## ESTRATTO:
■ ■ ■ ■

Successivamente, sono state discusse alcune modalità per CONDURRE le riunioni. La puntualità, espressa anche nell’arrivare in anticipo, è la parola d’ordine. Sta poi al conduttore/moderatore della riunione il decidere l’aspettare o meno i ritardatari, senza posticipare troppo l’inizio dell’incontro. Il conduttore poi facilita, modera e partecipa attivamente lasciando che siano gli altri ad intervenire e a esprimere le loro idee e opinioni. È segno di serietà seguire scrupolosamente l’Ordine Del Giorno, discutendo gli argomenti più impegnativi prima e quelli più leggeri in un momento successivo. È necessaria, infine, la verbalizzazione degli argomenti discussi, per riassumere, lasciare traccia di quanto trattato ed evitare che gli stessi temi vengano sviluppati nuovamente durante incontri seguenti.

E’ stato poi esplorato cosa vuol dire PARTECIPARE ad una riunione, in termini di organizzazione e di cortesia. È buona prassi, infatti, chiedere conferma dei tempi dell’incontro e dell’O.D.G., sempre al fine di ottenere il massimo equilibrio in termini di tempo/energie. Per ciò che concerne le norme di cortesia, è stata ribadita, ancora una volta, l’importanza della puntualità, così come del mantenere un comportamento adeguato al contesto (abito, toni, telefono cellulare spento o in silenzioso, rispetto del ruolo del moderatore). È bene inoltre mantenere un profilo attivo, cercando tuttavia di evitare i conflitti.

Infine, con Sperlinga i ragazzi del Master hanno sperimentato una modalità di riunione alternativa, ovvero lo STAND-UP MEETING. Questa tipologia di riunione-lampo è da svolgersi tutti i giorni sul luogo di lavoro, possibilmente alla stessa ora, e coinvolgendo figure differenti (7±2) per un massimo di 10 minuti. Lo stand-up meeting si svolge in piedi, in cerchio, in modo tale che tutti possano guardarsi negli occhi. Questa modalità di riunione risulta essere molto efficace per condividere con i membri di un team risultati ed ostacoli, ponendosi tre semplici domande: “Cosa ho fatto da ieri a oggi?” / “Cosa farò fra oggi e domani?” / “Quali problemi riscontro?”. In caso emergessero delle problematiche, questa tipologia di incontro alternativa facilita la comunicazione individuando le figure che potrebbero più efficientemente venire in aiuto per la risoluzione delle complicazioni.

■ ■ ■ ■

[Estratti di dataset sull'indicazione di oggetti]
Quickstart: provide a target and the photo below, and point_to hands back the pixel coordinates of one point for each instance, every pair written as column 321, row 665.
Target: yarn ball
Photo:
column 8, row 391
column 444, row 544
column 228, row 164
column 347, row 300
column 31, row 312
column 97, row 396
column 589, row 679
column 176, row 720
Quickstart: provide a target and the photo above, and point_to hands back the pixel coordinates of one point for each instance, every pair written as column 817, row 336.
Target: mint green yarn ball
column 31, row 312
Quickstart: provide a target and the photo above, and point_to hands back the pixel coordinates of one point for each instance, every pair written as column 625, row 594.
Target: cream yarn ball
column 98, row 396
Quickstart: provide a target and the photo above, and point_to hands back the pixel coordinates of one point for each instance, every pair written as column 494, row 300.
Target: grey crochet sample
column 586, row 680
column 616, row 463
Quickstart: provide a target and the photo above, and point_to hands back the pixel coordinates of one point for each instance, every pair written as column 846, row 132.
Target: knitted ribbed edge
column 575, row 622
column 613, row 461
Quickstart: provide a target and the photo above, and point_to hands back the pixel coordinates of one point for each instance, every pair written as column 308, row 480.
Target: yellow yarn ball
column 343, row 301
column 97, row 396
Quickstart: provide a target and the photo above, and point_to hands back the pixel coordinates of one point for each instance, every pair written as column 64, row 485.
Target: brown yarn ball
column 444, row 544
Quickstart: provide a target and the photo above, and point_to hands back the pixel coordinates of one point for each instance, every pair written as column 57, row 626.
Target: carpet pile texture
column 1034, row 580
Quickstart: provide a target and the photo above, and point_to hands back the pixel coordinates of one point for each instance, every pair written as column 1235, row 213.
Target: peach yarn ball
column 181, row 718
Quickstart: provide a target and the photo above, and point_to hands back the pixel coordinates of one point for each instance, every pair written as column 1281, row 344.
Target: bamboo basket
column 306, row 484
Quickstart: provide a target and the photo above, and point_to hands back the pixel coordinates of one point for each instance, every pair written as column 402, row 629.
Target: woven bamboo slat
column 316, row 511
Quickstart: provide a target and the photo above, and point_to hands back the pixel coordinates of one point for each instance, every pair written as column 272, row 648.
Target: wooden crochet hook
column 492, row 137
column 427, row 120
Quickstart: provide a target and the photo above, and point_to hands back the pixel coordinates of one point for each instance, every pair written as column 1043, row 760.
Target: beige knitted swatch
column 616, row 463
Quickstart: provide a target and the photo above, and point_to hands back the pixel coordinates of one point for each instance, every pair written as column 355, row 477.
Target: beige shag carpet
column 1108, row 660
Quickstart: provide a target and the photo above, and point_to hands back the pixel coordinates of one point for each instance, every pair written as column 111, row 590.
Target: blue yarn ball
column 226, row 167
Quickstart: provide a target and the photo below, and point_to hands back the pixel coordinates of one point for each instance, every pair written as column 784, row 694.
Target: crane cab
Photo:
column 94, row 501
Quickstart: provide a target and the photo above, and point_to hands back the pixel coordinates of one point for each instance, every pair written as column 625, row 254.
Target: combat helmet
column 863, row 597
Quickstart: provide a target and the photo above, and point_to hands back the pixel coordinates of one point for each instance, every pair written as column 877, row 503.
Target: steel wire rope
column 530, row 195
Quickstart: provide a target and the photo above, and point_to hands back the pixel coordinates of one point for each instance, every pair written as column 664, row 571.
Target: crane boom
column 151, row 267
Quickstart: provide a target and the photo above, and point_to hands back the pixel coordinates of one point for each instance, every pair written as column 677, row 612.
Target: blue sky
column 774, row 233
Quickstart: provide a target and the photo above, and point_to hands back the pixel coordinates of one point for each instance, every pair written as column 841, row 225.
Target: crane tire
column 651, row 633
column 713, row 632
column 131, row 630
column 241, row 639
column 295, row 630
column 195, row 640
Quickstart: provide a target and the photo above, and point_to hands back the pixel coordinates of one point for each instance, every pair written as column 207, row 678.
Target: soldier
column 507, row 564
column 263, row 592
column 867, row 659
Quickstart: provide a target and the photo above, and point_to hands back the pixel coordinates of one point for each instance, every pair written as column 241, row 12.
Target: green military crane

■ ■ ■ ■

## COSA FARE:
1. Riscrivi come elenco puntato il paragrafo del testo sulle riunioni che comincia con "Successivamente, sono state discusse", mantenendone i fatti principali.
2. Scrivi il seguito del testo sulle riunioni, ripartendo dopo la sua ultima frase.

## IN RISPOSTA:
1.
- La puntualità, che comprende anche l'arrivare in anticipo, è la parola d'ordine.
- Il conduttore o moderatore decide se aspettare i ritardatari, senza rimandare troppo l'inizio dell'incontro.
- Il conduttore facilita, modera e partecipa attivamente, lasciando che siano gli altri a intervenire e a esprimere idee e opinioni.
- Si segue scrupolosamente l'Ordine Del Giorno, affrontando prima gli argomenti più impegnativi e poi quelli più leggeri.
- Gli argomenti discussi vanno verbalizzati per riassumerli, lasciarne traccia ed evitare di ridiscuterli negli incontri successivi.

2.
Massimiliano Ferrari

La seconda parte della mattinata è stata poi dedicata ai meccanismi di ALTERNATIVE DISPUTE RESOLUTION (A.D.R.): con il Dott. Ferrari – http://www.ferrariassociati.com/ – è stato esplorato il tema della MEDIAZIONE CIVILE intesa come possibilità di risoluzione alternativa di conflitti. La figura del MEDIATORE si pone come un soggetto terzo “C”, neutro e imparziale, che media la relazione in conflitto fra un soggetto “A” e un soggetto “B”. Lo scopo di una mediazione è quella di supportare le parti nel trovare una soluzione che possa essere la migliore per entrambi, trovando un accordo che abbia valore legale, senza dover appellarsi a giudici e avvocati.

Il Mediatore è una figura professionale che non decide chi ha ragione: non ricopre le funzioni di giudice o di arbitro, ma che cerca di essere utile all’interno del conflitto tramite un tentativo alternativo. Secondo Ferrari, in una mediazione è necessario lo spostamento dell’attenzione dalla posizione presa dalle parti verso i reali interessi e bisogni di ciascuno. Non è una questione di tecnica o di procedibilità, ma di ascolto attivo ed empatia: si tratta di “allargare la torta”, lasciando parlare le parti interessate con lo scopo di andare oltre il problema in sé (oggetto), tenendosi aperte ad altre questioni.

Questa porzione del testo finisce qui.